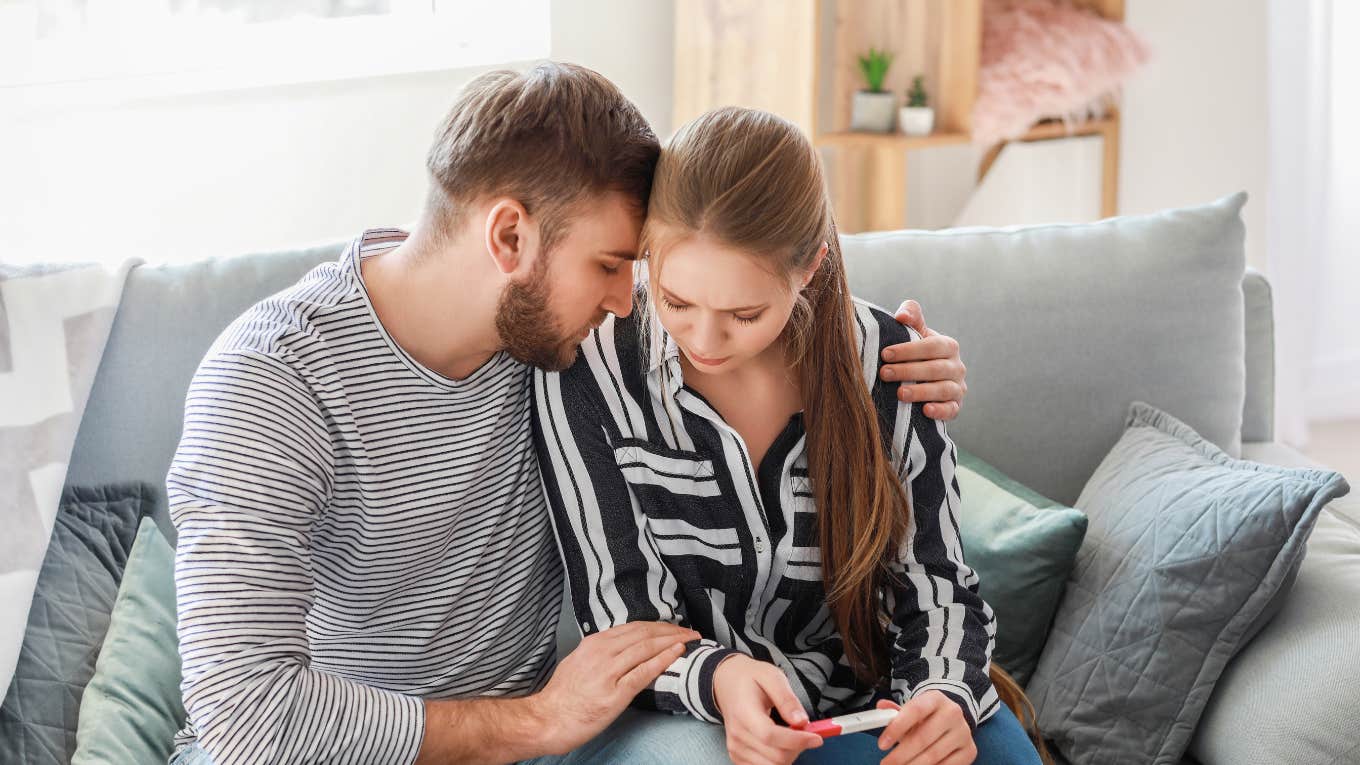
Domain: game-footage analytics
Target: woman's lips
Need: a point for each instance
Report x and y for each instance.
(707, 361)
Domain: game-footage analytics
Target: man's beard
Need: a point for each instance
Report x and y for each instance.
(528, 330)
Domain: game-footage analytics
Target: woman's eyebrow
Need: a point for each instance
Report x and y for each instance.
(673, 297)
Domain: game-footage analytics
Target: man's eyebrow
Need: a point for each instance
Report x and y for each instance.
(677, 298)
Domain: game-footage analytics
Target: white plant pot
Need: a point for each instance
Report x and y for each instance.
(915, 120)
(872, 110)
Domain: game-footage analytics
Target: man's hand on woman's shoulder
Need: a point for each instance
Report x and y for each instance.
(932, 364)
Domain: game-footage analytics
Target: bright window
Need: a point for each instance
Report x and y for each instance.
(110, 48)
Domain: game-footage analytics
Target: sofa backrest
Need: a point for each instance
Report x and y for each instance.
(1047, 394)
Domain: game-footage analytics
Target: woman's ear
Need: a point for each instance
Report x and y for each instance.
(510, 236)
(816, 263)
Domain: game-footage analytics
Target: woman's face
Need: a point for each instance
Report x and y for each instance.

Problem description:
Repeat the listing above exactly, with no pictures.

Solution to the problem:
Domain: game-footage analytics
Target: woman's lips
Need: a point for each instance
Report x and y for each instance.
(707, 361)
Domain: game-footage analytics
Target: man's beard
Need: a point for each instance
Report x and y for each instance.
(528, 330)
Domain: game-footage analytics
Target: woman's eyebrow
Need: a point for each instance
Report x and y for each instance.
(673, 297)
Domain: game-footage analytics
Target: man's eyebrow
Need: a point for each instance
Report x and y for each instance.
(677, 298)
Domain: game-footage analytics
Target: white plant pot
Need: a point for each instance
Report x and y for each instance.
(915, 120)
(872, 110)
Domain: game-footage analytics
Target: man's hand on woman's shoulder
Need: a point for each instance
Report x and y for each instance.
(932, 364)
Domain: game-footage analytics
Target: bright window
Need: a point for each instance
Report x and y for each instance.
(110, 48)
Domain: game-footage analytics
Target: sofa backrest
Need: a point for each instance
Report x and y for each instance.
(1047, 394)
Domain: game-footage analytics
Target: woman's ear
Need: a point for each instance
Report x and y for each instance.
(510, 236)
(816, 263)
Domain: game-footage analytics
Target: woman's face
Need: a point for each instance
Report x and y for each instance.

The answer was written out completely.